_What is expected_.
Locate each line in the listing below that contains the string "target" and copy those lines. Case counts.

#####

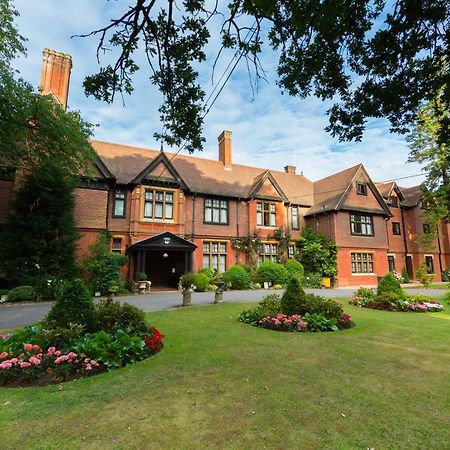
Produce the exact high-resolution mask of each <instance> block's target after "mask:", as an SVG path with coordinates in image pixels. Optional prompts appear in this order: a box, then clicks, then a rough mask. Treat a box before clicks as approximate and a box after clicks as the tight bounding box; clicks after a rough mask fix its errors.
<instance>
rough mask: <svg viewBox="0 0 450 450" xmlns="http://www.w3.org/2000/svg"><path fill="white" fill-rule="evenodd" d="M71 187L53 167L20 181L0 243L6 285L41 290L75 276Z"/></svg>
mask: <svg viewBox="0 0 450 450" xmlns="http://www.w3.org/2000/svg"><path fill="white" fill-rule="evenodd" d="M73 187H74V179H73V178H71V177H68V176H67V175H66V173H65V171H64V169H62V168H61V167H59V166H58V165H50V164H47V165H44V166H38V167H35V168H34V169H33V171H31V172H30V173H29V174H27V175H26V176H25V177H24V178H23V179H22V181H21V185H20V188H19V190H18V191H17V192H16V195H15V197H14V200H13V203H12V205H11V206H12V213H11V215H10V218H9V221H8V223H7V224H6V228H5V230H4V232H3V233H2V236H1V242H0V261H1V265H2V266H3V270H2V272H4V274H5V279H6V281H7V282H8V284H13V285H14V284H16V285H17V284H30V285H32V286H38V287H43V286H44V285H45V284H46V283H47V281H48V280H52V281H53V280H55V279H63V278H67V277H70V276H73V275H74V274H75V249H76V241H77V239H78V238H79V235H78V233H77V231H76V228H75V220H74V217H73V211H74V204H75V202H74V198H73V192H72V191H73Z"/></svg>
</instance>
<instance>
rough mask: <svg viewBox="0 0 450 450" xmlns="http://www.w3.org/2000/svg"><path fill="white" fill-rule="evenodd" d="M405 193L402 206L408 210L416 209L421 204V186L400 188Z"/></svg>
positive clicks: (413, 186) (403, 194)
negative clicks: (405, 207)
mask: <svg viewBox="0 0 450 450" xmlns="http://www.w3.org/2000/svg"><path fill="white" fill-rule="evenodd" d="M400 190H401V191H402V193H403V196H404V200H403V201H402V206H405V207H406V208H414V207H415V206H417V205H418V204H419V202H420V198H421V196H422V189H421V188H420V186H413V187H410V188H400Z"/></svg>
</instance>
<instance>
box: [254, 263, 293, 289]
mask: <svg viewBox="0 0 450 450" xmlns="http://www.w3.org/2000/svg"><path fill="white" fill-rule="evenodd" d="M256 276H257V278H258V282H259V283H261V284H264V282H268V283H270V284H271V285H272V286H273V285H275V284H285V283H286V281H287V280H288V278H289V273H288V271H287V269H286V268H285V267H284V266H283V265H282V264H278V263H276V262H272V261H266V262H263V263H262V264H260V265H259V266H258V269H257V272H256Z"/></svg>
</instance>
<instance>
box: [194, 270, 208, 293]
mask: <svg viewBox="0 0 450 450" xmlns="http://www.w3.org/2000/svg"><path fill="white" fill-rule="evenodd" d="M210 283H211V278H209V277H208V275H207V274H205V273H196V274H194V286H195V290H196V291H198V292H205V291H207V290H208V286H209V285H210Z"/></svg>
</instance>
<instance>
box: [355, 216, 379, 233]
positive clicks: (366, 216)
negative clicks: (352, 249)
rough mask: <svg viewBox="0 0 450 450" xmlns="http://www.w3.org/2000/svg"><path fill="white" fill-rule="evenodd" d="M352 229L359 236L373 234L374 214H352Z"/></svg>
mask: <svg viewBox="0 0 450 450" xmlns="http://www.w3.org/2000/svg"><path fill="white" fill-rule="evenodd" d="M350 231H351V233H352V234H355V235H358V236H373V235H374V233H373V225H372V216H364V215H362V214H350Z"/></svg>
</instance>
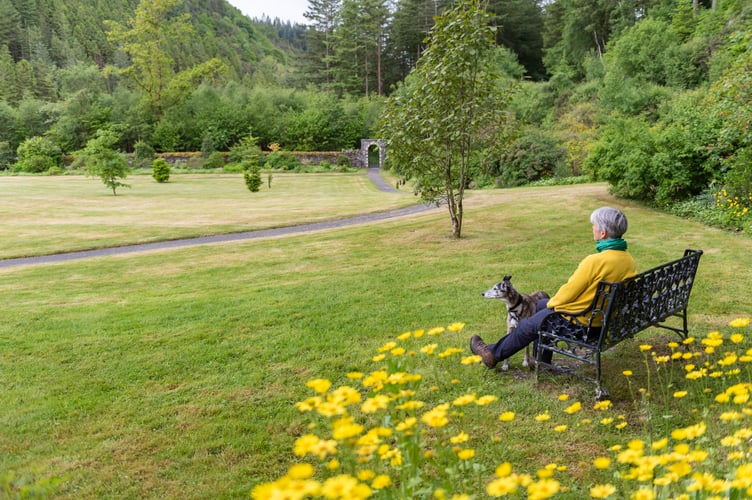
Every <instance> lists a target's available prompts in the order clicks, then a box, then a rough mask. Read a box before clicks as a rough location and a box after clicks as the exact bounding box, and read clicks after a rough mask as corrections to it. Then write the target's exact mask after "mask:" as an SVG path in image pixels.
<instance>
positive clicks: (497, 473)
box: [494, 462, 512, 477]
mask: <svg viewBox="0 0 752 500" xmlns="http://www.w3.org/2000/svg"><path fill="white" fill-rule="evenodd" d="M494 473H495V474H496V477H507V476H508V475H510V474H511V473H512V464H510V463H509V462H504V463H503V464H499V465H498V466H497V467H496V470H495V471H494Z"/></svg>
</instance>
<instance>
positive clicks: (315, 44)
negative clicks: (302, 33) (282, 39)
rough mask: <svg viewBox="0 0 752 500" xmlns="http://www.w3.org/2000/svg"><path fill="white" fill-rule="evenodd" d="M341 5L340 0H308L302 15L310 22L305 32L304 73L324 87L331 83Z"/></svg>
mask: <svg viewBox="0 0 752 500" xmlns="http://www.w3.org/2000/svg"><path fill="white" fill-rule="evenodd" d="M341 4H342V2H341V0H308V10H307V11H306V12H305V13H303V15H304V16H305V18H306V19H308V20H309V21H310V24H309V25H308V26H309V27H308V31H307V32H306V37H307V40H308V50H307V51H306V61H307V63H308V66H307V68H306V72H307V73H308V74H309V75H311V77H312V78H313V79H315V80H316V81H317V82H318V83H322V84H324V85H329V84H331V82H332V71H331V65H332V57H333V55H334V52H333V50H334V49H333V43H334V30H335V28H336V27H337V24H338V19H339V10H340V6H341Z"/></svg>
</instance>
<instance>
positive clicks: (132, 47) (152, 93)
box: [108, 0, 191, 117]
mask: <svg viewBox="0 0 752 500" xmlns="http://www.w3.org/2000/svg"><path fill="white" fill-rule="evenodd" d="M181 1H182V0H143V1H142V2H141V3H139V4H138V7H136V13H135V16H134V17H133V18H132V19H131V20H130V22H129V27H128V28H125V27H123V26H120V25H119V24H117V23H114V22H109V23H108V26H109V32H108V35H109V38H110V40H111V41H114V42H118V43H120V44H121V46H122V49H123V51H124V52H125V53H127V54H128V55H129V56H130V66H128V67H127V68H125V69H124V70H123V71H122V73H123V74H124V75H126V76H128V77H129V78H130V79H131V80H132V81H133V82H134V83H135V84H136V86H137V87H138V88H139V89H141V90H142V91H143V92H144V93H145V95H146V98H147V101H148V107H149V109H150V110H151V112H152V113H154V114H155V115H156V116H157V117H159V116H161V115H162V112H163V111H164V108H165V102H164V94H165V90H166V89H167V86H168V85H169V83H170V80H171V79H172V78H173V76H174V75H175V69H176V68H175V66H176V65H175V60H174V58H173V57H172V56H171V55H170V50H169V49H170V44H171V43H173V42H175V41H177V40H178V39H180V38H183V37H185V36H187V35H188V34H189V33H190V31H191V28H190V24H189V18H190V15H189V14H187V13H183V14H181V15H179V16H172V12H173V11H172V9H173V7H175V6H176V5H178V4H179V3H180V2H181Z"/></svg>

#####

_Reply to the exercise_.
Produce the exact high-resolution mask of each <instance> block's target after "mask:", as an SVG path with coordinates in image pixels. Optional prompts appear in this order: a box, then clicks, then a rough mask. Treat a box before clicks as approximate and a box after clicks as the tight bounding box; clicks after a rough mask fix its errors.
Every <instance> lists a target's available prompts in the order clicks, then a box, then a rough mask. Read a box before clicks as a rough location and a box after clicks as the exact bounding box, and read clicks after a rough mask as corrections to it. Then write the target's exact mask after "mask:" as an SVG path in image pixels.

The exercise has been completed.